(Saved data entries)
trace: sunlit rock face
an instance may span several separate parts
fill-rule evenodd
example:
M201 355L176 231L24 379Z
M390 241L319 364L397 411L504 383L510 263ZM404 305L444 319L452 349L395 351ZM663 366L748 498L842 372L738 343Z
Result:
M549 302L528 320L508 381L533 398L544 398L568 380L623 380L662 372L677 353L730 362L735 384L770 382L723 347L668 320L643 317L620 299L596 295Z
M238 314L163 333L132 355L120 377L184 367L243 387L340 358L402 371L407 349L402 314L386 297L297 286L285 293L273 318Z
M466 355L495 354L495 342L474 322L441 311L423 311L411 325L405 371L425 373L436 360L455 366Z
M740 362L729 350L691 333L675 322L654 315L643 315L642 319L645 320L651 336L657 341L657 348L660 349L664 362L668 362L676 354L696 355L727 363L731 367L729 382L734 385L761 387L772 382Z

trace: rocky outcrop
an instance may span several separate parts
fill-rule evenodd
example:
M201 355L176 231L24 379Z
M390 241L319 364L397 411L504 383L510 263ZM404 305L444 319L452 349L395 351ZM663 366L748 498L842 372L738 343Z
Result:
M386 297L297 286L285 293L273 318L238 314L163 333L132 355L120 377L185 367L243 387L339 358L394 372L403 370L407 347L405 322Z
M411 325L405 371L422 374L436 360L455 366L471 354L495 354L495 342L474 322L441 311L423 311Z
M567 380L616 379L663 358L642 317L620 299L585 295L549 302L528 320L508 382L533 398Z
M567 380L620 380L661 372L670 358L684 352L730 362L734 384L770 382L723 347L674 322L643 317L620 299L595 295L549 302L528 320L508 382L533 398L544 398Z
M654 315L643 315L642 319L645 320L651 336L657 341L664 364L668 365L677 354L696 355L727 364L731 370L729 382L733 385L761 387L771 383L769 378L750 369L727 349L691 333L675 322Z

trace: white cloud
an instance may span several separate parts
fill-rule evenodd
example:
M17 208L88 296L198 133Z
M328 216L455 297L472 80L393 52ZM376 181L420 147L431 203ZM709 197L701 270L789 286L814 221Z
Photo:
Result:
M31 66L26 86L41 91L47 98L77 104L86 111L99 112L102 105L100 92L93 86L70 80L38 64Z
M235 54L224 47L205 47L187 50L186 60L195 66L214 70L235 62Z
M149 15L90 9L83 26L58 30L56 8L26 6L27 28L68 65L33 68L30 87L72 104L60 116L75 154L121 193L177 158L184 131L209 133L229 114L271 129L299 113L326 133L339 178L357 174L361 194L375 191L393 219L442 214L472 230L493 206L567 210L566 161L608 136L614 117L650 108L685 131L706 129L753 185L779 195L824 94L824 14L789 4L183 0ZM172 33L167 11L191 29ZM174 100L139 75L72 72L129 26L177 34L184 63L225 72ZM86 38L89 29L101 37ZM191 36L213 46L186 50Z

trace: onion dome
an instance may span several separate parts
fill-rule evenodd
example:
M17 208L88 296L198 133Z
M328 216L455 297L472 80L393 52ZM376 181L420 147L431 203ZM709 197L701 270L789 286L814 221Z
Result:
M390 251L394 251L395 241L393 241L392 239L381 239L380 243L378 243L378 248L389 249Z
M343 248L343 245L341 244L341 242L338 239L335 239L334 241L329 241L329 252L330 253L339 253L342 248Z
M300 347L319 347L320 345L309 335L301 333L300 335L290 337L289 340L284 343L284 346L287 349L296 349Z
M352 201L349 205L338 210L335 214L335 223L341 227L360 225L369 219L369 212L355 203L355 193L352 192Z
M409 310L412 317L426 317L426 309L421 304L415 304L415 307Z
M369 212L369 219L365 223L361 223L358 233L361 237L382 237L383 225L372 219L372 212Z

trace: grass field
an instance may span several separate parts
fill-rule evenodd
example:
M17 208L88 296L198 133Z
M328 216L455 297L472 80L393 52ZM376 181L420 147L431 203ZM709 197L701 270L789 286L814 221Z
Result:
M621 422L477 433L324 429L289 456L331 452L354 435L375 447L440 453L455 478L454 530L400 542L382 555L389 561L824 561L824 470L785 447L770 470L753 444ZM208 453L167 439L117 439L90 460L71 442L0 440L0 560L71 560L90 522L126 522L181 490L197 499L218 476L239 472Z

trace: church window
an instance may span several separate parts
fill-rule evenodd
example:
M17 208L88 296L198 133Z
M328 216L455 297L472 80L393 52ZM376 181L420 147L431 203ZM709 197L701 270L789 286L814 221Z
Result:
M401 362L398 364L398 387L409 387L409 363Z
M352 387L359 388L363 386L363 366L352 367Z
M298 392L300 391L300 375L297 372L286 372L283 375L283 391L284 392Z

> _Exercise aim_
Every entry is to be repeated exactly as it stands.

> _Response_
trace: sunlit rock face
an instance may span several separate parts
fill-rule evenodd
example:
M201 355L176 231L24 379Z
M390 241L319 364L397 411L504 383L510 263ZM404 305L444 319L452 349L395 351ZM663 366L748 498L842 372L738 343Z
Result:
M549 302L528 320L508 381L533 398L544 398L568 380L623 380L662 372L677 353L730 362L735 384L770 382L723 347L668 320L643 317L620 299L596 295Z
M238 314L163 333L132 355L120 377L184 367L243 387L340 358L402 371L407 349L402 314L386 297L297 286L285 293L273 318Z
M466 355L495 354L495 342L474 322L441 311L423 311L411 325L405 371L425 373L436 360L455 366Z
M740 362L729 350L691 333L675 322L654 315L643 315L642 319L645 320L651 336L657 341L657 348L660 349L664 362L668 362L676 354L696 355L727 363L731 367L729 382L734 385L761 387L772 382Z

trace: rocky outcrop
an instance may span several separate parts
fill-rule evenodd
example:
M201 355L176 231L24 379Z
M390 241L319 364L397 411L504 383L510 263ZM404 305L444 319L452 349L395 351ZM663 366L748 498L842 372L738 343Z
Result:
M386 297L297 286L285 293L273 318L238 314L163 333L132 355L120 377L185 367L243 387L339 358L394 372L403 370L407 347L405 322Z
M411 325L405 371L422 374L436 360L455 366L471 354L495 354L495 342L474 322L441 311L423 311Z
M567 380L616 379L663 358L642 317L620 299L585 295L549 302L528 320L508 382L533 398Z
M567 380L620 380L661 372L670 358L684 352L730 362L734 384L770 382L723 347L674 322L643 317L620 299L595 295L549 302L528 320L508 382L533 398L544 398Z
M654 315L643 315L642 319L645 320L651 336L657 341L664 364L668 365L677 354L696 355L727 364L731 370L729 382L733 385L761 387L771 383L769 378L750 369L727 349L691 333L675 322Z

trace: white cloud
an instance may span several separate parts
fill-rule evenodd
example:
M17 208L88 296L198 133Z
M328 216L455 297L472 80L393 52ZM376 181L420 147L431 203ZM709 197L701 270L789 286L814 221Z
Photo:
Result:
M31 66L26 86L41 91L47 98L77 104L86 111L99 112L102 105L100 92L93 86L70 80L38 64Z
M235 54L224 47L205 47L187 50L186 60L195 66L214 70L235 62Z
M149 15L90 9L83 26L58 30L56 8L26 6L27 28L68 65L33 68L30 87L72 104L60 116L75 154L121 193L177 158L184 131L209 133L229 114L271 129L299 113L326 133L339 178L357 174L361 194L375 191L393 219L442 214L472 230L493 206L567 210L566 161L608 136L614 117L650 108L685 131L706 129L753 185L779 195L824 94L824 14L789 4L183 0ZM172 33L167 11L191 29ZM174 100L139 75L72 72L129 26L177 34L184 63L225 72ZM86 38L89 29L101 37ZM191 36L213 46L186 50Z

trace: onion dome
an instance may span several separate parts
fill-rule evenodd
example:
M17 208L88 296L198 133Z
M328 216L455 297L472 80L393 52ZM376 181L420 147L431 203ZM709 197L701 270L789 286L814 221Z
Result:
M390 251L394 251L395 241L393 241L392 239L381 239L380 243L378 243L378 248L389 249Z
M343 248L343 245L341 244L341 242L338 239L335 239L334 241L329 241L329 252L330 253L339 253L342 248Z
M300 347L319 347L320 345L309 335L301 333L300 335L290 337L289 340L284 343L284 346L287 349L296 349Z
M352 201L349 205L338 210L335 214L335 223L341 227L360 225L369 219L369 212L355 203L355 193L352 192Z
M409 310L412 317L426 317L426 309L421 304L415 304L415 307Z
M369 212L369 219L365 223L361 223L358 233L361 237L382 237L383 225L372 219L372 212Z

trace: grass field
an instance may span several separate parts
fill-rule evenodd
example:
M17 208L88 296L198 133Z
M328 216L455 297L472 80L393 52ZM376 181L420 147L431 203ZM709 197L701 270L789 286L814 221Z
Result:
M621 422L477 433L324 429L289 456L331 452L354 435L375 447L440 453L455 478L454 530L400 542L382 555L389 561L824 561L824 470L785 447L770 470L753 444ZM208 453L167 439L117 439L90 460L71 442L0 440L0 560L71 560L90 522L126 522L181 490L197 499L218 476L239 472Z

trace: church window
an instance may span several separate parts
fill-rule evenodd
example:
M17 208L88 296L198 133Z
M328 216L455 297L472 80L393 52ZM376 181L420 147L431 203ZM709 197L701 270L789 286L814 221Z
Result:
M401 362L398 364L398 387L409 387L409 363Z
M352 387L359 388L363 386L363 366L352 367Z
M298 392L300 391L300 375L297 372L286 372L283 375L283 391L284 392Z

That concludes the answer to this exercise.